Please list every clan or sub-clan named in the passage below about Aden Hashi Farah Aero.

### DOCUMENT PASSAGE
#####
Aden Hashi Farah Aero (, ) (died 1 May 2008) was the military commander of the Al Shabaab. He was from the Ayr sub-clan, part of the Habar Gidir, which is a branch of the Hawiye clan. He was reportedly married to Halima Abdi Issa Yusuf. He was among several militants killed in a U.S. airstrike on 1 May 2008.

Afghanistan and Al-Qaeda 
Aden Hashi Farah Aero was said to have gone to Afghanistan to train with al-Qaeda before 2001, according to Matthew Bryden of International Crisis Group.
#####
### RECORD LIST
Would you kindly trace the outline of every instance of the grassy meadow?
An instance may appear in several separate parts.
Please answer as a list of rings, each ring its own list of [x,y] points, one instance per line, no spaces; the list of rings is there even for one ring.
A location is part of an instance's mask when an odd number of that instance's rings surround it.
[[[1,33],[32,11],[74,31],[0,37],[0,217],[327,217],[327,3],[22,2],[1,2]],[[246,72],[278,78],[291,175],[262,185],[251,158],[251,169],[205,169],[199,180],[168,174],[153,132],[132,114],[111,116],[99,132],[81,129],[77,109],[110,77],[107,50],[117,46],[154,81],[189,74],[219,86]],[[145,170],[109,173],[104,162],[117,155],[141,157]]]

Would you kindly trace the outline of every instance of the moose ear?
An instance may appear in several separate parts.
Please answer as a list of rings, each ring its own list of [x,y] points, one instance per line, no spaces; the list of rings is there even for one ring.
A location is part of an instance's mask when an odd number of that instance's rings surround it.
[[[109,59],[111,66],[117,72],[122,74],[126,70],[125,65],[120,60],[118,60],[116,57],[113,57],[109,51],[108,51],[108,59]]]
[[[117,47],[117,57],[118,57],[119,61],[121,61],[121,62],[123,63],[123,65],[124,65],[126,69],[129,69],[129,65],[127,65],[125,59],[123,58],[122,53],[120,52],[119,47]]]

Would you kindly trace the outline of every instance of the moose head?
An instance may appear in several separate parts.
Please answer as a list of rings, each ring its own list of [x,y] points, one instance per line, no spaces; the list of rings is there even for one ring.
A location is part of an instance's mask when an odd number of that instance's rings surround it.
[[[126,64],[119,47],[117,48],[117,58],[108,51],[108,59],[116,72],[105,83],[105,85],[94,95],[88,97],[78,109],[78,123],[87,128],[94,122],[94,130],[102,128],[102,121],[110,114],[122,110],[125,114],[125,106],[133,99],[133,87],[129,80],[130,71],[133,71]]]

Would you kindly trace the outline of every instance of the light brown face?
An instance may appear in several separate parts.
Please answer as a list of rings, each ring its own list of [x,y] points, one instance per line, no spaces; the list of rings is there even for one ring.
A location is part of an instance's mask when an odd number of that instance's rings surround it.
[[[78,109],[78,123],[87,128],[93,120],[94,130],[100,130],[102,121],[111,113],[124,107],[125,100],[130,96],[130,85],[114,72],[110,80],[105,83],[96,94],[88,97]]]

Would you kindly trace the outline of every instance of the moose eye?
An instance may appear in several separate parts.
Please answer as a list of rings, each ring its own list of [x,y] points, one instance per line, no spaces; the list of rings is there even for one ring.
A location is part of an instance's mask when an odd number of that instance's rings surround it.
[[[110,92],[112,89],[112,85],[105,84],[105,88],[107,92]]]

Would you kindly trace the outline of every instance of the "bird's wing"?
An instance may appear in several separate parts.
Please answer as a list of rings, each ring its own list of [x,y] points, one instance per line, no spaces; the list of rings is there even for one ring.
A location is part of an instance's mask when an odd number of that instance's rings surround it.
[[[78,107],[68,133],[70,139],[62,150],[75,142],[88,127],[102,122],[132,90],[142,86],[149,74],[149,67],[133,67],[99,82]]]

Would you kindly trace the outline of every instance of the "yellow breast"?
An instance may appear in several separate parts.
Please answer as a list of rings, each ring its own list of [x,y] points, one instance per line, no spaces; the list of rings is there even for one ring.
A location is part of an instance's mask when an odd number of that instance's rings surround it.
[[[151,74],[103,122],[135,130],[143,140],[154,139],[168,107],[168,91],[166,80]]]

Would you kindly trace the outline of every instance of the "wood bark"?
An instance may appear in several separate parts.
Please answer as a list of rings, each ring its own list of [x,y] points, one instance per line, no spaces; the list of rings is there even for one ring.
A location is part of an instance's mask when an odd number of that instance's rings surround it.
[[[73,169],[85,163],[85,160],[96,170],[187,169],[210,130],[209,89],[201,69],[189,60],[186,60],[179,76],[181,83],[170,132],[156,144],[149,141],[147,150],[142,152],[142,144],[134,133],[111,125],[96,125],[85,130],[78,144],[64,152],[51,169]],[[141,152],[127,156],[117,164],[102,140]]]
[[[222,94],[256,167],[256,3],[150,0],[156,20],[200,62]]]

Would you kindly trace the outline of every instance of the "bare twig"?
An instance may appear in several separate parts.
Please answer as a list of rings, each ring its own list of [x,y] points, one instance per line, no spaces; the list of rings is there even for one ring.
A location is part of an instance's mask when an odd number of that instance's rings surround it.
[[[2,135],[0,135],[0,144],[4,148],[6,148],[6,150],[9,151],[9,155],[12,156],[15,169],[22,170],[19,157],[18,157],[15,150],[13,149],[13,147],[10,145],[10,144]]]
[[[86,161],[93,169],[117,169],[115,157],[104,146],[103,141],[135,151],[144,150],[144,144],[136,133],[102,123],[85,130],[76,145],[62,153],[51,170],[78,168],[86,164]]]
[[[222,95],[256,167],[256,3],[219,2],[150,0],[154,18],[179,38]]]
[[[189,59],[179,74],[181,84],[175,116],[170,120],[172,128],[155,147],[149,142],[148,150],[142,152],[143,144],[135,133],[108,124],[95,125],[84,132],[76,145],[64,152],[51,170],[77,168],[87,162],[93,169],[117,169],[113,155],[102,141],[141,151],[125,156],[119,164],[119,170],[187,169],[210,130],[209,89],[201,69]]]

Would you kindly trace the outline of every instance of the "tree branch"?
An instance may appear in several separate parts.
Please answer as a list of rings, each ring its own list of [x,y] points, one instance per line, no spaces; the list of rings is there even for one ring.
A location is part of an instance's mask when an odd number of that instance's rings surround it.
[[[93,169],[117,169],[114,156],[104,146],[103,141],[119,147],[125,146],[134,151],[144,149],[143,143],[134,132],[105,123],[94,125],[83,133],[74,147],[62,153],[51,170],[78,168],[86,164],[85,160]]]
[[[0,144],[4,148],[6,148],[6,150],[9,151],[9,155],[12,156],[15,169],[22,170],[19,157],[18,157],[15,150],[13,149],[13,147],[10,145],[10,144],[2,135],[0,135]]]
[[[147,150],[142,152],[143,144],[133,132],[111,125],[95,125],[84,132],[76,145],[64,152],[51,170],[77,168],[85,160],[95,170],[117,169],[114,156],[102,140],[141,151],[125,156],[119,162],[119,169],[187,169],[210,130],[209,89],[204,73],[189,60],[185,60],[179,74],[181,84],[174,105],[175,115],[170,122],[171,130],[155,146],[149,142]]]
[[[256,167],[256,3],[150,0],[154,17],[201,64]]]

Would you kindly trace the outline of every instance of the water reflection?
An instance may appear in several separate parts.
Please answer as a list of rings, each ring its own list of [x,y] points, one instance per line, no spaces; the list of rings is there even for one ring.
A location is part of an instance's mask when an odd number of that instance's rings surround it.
#####
### WRITTEN ANSWER
Ayr, Habar Gidir, Hawiye